Records drawn from a dataset:
Segment Open

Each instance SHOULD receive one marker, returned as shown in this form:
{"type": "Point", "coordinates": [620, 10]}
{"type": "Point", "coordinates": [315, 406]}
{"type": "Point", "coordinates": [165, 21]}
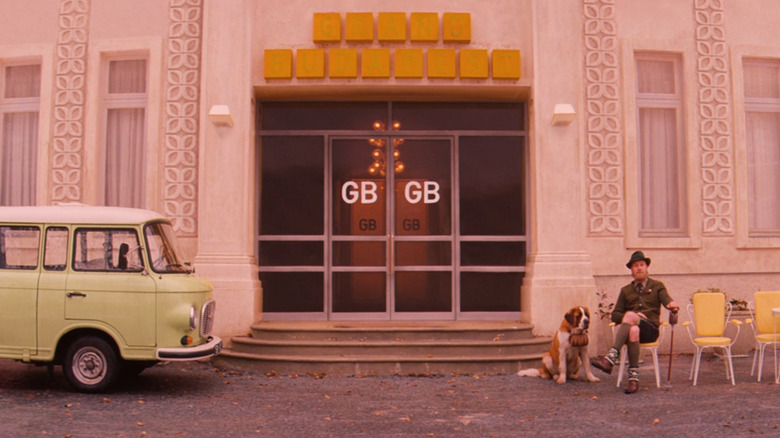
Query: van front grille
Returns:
{"type": "Point", "coordinates": [207, 318]}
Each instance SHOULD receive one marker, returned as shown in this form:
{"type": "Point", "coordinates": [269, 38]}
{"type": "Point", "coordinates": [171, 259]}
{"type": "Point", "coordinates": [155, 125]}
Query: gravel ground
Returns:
{"type": "Point", "coordinates": [200, 400]}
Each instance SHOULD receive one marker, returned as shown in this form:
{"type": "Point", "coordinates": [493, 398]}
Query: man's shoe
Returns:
{"type": "Point", "coordinates": [603, 364]}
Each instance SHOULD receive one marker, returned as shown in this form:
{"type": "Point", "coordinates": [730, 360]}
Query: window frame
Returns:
{"type": "Point", "coordinates": [22, 105]}
{"type": "Point", "coordinates": [746, 239]}
{"type": "Point", "coordinates": [690, 155]}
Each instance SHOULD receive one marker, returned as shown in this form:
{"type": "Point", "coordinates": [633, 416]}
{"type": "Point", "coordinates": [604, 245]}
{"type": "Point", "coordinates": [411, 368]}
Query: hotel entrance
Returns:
{"type": "Point", "coordinates": [391, 211]}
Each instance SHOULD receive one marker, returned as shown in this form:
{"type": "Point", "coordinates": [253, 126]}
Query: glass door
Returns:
{"type": "Point", "coordinates": [391, 250]}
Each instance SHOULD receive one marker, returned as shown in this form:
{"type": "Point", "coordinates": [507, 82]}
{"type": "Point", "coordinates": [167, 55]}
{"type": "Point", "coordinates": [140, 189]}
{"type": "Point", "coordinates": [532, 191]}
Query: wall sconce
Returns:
{"type": "Point", "coordinates": [220, 115]}
{"type": "Point", "coordinates": [563, 114]}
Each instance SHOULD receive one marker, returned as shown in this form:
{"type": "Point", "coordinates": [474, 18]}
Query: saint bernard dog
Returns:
{"type": "Point", "coordinates": [569, 351]}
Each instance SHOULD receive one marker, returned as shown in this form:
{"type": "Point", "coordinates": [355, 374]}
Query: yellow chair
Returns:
{"type": "Point", "coordinates": [763, 326]}
{"type": "Point", "coordinates": [652, 346]}
{"type": "Point", "coordinates": [709, 313]}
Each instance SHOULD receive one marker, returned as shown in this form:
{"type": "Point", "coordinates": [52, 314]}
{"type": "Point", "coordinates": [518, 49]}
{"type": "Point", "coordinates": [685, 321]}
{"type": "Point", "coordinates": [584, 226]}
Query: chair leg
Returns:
{"type": "Point", "coordinates": [697, 362]}
{"type": "Point", "coordinates": [654, 351]}
{"type": "Point", "coordinates": [731, 365]}
{"type": "Point", "coordinates": [727, 364]}
{"type": "Point", "coordinates": [622, 367]}
{"type": "Point", "coordinates": [760, 353]}
{"type": "Point", "coordinates": [755, 356]}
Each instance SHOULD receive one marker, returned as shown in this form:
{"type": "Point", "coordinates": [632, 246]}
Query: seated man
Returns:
{"type": "Point", "coordinates": [638, 311]}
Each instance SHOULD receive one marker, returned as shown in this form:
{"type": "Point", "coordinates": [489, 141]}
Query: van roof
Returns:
{"type": "Point", "coordinates": [77, 213]}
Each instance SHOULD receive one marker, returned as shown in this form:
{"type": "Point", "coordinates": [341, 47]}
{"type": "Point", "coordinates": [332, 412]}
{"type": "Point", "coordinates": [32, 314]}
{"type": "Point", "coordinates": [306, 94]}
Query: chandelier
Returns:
{"type": "Point", "coordinates": [379, 154]}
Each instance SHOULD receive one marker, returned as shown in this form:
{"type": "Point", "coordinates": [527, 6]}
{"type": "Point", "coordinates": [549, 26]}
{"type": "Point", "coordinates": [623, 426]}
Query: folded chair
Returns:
{"type": "Point", "coordinates": [652, 346]}
{"type": "Point", "coordinates": [763, 326]}
{"type": "Point", "coordinates": [709, 313]}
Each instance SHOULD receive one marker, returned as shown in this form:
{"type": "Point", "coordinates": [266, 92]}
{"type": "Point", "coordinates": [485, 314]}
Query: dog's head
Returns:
{"type": "Point", "coordinates": [578, 318]}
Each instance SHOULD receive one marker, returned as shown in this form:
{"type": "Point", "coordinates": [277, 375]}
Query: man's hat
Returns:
{"type": "Point", "coordinates": [636, 256]}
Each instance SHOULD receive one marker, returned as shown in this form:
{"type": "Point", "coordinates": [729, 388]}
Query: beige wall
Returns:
{"type": "Point", "coordinates": [569, 258]}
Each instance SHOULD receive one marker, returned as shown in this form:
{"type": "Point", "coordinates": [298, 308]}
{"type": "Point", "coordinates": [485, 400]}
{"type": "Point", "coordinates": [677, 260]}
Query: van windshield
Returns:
{"type": "Point", "coordinates": [163, 248]}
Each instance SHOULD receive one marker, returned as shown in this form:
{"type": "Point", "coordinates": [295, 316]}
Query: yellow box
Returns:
{"type": "Point", "coordinates": [506, 64]}
{"type": "Point", "coordinates": [360, 27]}
{"type": "Point", "coordinates": [456, 27]}
{"type": "Point", "coordinates": [277, 64]}
{"type": "Point", "coordinates": [392, 27]}
{"type": "Point", "coordinates": [473, 64]}
{"type": "Point", "coordinates": [441, 63]}
{"type": "Point", "coordinates": [424, 27]}
{"type": "Point", "coordinates": [375, 63]}
{"type": "Point", "coordinates": [326, 27]}
{"type": "Point", "coordinates": [408, 63]}
{"type": "Point", "coordinates": [342, 63]}
{"type": "Point", "coordinates": [310, 63]}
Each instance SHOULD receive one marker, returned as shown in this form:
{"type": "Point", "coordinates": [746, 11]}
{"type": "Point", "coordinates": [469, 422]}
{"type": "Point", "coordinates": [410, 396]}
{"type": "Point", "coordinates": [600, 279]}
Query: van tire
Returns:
{"type": "Point", "coordinates": [91, 365]}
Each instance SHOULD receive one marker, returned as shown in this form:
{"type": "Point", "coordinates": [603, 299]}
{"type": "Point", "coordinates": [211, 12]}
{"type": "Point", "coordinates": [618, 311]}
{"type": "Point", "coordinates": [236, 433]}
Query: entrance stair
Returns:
{"type": "Point", "coordinates": [386, 348]}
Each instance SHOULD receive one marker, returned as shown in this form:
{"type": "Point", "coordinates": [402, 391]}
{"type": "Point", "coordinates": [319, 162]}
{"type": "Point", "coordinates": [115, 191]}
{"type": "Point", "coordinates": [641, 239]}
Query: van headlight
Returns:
{"type": "Point", "coordinates": [193, 318]}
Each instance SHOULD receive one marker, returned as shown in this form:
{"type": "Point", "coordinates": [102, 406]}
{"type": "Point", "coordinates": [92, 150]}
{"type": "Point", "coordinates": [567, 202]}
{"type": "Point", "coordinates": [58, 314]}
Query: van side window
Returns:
{"type": "Point", "coordinates": [107, 249]}
{"type": "Point", "coordinates": [55, 253]}
{"type": "Point", "coordinates": [19, 247]}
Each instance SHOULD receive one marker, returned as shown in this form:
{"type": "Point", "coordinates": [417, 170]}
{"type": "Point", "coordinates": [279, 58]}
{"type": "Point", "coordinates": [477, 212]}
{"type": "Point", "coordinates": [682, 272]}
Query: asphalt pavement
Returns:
{"type": "Point", "coordinates": [198, 399]}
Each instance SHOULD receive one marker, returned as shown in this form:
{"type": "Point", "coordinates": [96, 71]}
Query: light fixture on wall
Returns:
{"type": "Point", "coordinates": [563, 114]}
{"type": "Point", "coordinates": [220, 115]}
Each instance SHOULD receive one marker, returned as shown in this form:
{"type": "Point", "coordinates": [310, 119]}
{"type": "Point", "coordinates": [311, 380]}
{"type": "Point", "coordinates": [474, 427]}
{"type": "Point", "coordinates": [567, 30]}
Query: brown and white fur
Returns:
{"type": "Point", "coordinates": [576, 321]}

Segment Closed

→ **WORK ORDER**
How many lines of these records include the word "yellow"? Only the number should be written.

→ **RESULT**
2